**Problem**. From the entries, return every line where the string "woman" shows up.

═════ Working data

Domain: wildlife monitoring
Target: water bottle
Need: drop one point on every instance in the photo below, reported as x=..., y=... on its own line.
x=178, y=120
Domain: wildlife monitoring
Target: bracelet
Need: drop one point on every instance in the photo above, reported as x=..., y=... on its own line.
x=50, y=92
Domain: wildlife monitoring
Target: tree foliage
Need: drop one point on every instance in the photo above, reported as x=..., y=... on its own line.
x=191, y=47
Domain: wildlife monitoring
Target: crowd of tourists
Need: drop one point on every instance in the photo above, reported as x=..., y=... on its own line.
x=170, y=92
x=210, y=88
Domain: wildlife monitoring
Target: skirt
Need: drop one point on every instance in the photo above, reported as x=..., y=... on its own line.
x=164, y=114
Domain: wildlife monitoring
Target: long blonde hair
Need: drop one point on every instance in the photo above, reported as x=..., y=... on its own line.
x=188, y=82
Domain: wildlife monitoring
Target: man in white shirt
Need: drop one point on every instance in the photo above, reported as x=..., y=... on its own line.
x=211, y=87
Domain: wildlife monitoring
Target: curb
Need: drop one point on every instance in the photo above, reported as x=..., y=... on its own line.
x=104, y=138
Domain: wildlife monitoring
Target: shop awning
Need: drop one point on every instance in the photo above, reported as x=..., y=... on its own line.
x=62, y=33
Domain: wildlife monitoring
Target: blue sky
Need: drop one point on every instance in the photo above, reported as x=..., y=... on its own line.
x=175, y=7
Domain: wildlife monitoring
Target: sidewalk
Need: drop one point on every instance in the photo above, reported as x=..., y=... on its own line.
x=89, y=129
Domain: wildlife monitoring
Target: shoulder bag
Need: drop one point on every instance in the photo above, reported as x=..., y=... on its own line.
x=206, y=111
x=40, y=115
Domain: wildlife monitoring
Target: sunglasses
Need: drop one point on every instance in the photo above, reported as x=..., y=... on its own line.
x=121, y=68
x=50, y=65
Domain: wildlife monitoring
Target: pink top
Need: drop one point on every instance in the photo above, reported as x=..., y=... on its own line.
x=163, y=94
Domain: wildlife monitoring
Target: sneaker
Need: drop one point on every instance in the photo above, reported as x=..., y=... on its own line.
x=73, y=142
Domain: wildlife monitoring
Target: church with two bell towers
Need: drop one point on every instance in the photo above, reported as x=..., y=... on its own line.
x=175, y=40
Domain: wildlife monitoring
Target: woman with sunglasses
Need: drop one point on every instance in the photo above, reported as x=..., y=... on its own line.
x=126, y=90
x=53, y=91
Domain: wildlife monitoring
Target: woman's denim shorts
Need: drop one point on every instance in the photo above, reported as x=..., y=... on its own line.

══════════

**Final answer**.
Target: woman with sunglasses
Target: woman's denim shorts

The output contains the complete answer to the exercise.